▸ Aim
Reproduce each of the lines below word for word.

--- BEGIN Working data ---

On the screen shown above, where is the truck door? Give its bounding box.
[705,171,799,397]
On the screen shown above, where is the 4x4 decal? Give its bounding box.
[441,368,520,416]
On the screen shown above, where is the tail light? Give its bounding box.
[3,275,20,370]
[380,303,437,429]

--- END Working data ---

▸ Answer below
On the screen shown above, where is the truck door? Give its bounding box.
[705,171,799,397]
On the screen shown above, where is the 4x4 decal? Give its bounding box.
[441,368,520,416]
On the screen shown above, where is the tail light? Give its bounding box.
[3,275,20,370]
[380,303,437,429]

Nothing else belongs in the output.